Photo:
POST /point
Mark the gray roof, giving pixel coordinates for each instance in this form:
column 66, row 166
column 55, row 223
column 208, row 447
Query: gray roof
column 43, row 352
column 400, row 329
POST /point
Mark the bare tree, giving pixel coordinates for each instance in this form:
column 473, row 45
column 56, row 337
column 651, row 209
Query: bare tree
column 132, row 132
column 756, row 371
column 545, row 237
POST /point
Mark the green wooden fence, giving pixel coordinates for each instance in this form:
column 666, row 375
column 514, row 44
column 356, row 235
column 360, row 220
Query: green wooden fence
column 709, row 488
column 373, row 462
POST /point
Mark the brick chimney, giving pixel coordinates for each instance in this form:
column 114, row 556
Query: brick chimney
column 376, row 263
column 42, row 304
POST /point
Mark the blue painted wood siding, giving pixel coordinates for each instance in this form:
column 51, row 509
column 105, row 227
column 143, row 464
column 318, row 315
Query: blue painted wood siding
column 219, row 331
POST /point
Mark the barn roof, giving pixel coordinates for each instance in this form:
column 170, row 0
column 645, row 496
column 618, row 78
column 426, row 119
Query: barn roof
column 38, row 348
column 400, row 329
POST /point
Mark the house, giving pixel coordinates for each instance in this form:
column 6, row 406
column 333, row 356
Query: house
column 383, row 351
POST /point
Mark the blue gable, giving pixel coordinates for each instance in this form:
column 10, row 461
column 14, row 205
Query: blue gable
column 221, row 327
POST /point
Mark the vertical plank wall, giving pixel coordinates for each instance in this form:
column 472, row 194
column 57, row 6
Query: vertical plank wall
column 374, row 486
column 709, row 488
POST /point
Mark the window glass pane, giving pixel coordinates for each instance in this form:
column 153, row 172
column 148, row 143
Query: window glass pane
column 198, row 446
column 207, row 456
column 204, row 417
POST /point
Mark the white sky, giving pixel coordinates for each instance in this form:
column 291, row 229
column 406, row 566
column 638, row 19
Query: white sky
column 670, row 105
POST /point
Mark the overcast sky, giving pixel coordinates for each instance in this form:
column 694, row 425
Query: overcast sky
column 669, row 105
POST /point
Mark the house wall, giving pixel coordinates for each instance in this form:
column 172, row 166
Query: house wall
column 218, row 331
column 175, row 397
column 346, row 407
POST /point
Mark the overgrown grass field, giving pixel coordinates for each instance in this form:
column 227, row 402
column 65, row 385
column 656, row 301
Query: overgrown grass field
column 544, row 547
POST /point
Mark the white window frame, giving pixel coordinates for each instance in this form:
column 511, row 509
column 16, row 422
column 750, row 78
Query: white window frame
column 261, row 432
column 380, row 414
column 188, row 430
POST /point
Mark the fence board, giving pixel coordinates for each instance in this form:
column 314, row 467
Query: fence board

+-------+

### YOUR INSTRUCTIONS
Each line of the data above that contains the string "board" should be counted; give only the total.

### RESULT FOR THIS TASK
2